And as a writer, I keep trying to organize my understanding of this changing West.  Everything—all that change—rests on the Bedrock West, the land itself, an extravagance of mountains and deserts and two hundred Native cultures still intertwined with the holy Earth.

In our part of the West, these redrock canyons insist that you acknowledge geologic time.  Plains and deserts, and the sky above them, create spaces so expansive that they can fill you with exhilaration and dread.  Mountains rise precipitously to bar you from neighboring valleys that a raven could reach in a ten-minute flight on a good updraft.

We westerners must measure ourselves against this land.  Drought, cliffs, distances.  Alkali, arsenic, cheatgrass.  Citizens of the Colorado Plateau spend a lot of time arguing about the highest and best use of this Bedrock West, of these millions of acres of public lands—drylands that remain public because they were too challenging and difficult for very many people to actually live in and try to homestead, to make a living.

◆ STUDY QUESTIONS ◆
• a. Copy the passage about the western landscape from "And as a writer, I" to "the holy Earth.", substituting "Enduring West" for "Bedrock West".
• b. Resume the passage about the western landscape, writing what comes after its final sentence.

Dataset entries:

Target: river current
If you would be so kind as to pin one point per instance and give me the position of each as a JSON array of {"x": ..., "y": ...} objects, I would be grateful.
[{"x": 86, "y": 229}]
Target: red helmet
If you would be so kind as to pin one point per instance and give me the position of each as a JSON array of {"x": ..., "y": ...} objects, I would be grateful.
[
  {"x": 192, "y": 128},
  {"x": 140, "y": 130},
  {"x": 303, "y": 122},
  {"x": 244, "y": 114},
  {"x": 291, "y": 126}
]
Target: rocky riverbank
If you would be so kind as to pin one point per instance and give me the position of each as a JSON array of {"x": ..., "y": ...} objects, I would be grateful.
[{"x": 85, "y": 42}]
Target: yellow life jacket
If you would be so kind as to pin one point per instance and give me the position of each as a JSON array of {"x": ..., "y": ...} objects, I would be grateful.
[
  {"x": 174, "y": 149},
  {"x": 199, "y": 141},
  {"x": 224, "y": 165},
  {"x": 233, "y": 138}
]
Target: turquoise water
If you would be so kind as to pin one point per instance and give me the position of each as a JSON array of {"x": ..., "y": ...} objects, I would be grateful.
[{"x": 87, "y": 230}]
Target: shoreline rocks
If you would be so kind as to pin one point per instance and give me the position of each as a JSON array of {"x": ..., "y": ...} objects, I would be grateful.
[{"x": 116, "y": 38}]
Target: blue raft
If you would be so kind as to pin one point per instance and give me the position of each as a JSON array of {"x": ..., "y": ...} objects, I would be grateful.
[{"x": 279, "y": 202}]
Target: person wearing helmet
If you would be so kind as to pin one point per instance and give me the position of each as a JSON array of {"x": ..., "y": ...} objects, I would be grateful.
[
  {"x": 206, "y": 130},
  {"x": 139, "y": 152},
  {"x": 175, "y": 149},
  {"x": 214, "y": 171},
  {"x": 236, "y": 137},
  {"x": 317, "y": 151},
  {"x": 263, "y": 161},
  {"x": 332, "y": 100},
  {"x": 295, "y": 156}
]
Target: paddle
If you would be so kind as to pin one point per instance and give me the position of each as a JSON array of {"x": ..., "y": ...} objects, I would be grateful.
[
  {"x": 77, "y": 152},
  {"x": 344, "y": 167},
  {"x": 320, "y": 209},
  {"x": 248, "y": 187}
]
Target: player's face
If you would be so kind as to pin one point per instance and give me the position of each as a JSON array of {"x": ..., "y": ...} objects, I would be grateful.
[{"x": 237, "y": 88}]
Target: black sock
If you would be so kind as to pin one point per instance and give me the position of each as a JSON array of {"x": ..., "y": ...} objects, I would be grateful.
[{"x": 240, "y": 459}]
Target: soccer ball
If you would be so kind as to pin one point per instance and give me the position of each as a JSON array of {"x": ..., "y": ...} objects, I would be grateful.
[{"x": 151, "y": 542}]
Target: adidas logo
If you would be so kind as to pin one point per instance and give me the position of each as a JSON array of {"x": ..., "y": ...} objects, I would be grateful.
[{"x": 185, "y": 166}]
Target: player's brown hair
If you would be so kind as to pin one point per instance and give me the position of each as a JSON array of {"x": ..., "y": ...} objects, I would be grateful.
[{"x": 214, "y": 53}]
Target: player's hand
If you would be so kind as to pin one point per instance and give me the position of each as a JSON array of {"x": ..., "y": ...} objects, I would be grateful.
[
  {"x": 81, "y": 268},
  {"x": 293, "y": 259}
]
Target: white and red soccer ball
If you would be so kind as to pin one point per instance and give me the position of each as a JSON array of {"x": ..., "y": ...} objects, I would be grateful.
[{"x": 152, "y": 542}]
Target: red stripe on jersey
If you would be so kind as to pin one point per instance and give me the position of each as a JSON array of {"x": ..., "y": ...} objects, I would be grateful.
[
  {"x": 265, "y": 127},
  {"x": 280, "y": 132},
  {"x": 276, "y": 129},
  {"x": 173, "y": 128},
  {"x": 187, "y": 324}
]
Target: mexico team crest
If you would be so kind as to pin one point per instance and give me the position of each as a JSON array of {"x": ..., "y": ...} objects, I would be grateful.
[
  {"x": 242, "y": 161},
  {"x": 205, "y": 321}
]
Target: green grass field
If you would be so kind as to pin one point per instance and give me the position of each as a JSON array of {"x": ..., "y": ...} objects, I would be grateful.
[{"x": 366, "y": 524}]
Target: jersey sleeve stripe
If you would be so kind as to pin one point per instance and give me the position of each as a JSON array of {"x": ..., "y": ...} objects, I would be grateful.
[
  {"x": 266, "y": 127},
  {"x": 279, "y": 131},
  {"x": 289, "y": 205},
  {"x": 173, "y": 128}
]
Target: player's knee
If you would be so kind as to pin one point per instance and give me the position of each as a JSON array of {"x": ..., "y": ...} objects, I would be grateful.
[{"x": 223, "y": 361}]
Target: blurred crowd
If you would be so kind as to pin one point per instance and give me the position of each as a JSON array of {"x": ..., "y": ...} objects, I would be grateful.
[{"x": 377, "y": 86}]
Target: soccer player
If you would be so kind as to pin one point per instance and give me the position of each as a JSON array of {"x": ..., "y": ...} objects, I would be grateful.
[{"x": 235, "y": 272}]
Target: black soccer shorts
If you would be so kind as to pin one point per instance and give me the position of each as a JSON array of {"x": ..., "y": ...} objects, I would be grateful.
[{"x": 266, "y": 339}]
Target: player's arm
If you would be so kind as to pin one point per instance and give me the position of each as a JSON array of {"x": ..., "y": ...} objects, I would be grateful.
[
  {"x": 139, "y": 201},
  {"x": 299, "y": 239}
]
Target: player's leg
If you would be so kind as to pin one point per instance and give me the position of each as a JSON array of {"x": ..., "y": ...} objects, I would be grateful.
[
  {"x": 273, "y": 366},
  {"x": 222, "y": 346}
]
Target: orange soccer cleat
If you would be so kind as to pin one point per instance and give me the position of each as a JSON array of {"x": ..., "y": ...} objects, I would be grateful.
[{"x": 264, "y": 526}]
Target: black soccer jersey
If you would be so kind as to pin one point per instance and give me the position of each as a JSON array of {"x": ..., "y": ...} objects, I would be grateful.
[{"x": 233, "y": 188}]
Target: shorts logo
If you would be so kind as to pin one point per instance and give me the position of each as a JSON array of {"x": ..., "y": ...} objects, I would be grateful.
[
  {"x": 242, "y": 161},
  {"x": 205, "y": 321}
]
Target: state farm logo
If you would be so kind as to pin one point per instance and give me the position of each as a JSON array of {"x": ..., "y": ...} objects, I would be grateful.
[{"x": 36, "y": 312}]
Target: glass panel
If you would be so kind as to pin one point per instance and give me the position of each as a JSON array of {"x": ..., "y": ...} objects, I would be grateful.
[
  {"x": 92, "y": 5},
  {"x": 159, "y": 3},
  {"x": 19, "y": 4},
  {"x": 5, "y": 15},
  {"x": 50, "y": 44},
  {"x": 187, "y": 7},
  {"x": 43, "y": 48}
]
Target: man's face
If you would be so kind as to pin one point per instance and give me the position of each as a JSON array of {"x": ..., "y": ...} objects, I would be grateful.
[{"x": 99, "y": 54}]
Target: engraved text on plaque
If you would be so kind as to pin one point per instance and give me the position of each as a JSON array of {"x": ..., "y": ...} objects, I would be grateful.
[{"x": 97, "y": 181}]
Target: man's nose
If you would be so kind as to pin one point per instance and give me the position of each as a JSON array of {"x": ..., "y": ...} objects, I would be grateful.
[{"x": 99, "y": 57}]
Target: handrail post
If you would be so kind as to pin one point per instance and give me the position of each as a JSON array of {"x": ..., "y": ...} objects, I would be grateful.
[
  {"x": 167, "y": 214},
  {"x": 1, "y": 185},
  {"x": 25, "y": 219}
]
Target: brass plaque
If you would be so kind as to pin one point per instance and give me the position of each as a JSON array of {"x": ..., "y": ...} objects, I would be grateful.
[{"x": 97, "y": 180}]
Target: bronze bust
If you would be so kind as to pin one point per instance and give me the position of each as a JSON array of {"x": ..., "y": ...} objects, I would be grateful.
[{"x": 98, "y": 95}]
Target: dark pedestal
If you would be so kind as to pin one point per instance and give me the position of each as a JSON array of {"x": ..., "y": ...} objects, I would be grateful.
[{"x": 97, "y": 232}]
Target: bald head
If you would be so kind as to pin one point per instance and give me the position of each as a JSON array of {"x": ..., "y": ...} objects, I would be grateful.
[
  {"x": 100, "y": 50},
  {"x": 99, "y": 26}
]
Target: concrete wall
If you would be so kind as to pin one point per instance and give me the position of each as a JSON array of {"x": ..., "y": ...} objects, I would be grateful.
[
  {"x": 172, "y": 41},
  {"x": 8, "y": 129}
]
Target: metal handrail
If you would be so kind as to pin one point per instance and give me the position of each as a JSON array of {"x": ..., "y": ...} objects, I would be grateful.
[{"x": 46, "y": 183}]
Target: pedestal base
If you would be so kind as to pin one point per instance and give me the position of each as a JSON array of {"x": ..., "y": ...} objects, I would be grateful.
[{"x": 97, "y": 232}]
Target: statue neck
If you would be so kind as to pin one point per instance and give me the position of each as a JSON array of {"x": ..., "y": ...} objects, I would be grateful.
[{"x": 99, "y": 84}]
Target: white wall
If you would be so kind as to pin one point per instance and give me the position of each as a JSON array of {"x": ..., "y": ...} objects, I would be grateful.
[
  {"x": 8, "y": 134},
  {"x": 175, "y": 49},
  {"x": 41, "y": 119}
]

◆ RESULTS IN ORDER ◆
• a.
And as a writer, I keep trying to organize my understanding of this changing West.  Everything—all that change—rests on the Enduring West, the land itself, an extravagance of mountains and deserts and two hundred Native cultures still intertwined with the holy Earth.

• b.
We do well to take the long view.  The Colorado Plateau, the Desert West, is a shape-shifter, as Native storytellers understand.  Living in a landscape where the bones show, where the Earth itself reminds us daily of its history, we must look to each other for guidance, for a clear path into the future, trading stories, trading knowledge.

I imagine a Next West, a People’s West, where with a new awareness of the true nature of our home, we finally acknowledge that we will always live enmeshed in Place—and that to find our way we must collaborate in creating communities, from Telluride to Tuba City, rooted in healthy relationship, with each other, with the land.

That is more or less the mission of this building.

The Colorado Plateau is so big, so diverse, so dry, so fragile, and—still—so wild, that we need to understand what this Discovery Center can teach us to distinguish between the old dualities and ironies: lie from truth, boom from self-reliance, dream from desert, reality from romance.

We have the chance to move beyond the paralysis of old antagonists. Doug Allen is right: We all love this land.  Newcomers value the same open space honored by generations of families tied to the land.  If we all can keep talking, if we can cooperate, New Westerners can absorb the best of the Old.  The Old can evolve with the New.

If old-timers can resist embitterment while they give up so much, they can teach the newcomers something about roots. There’s a positive spin on the change coming to us all. We have a brand-new chance here.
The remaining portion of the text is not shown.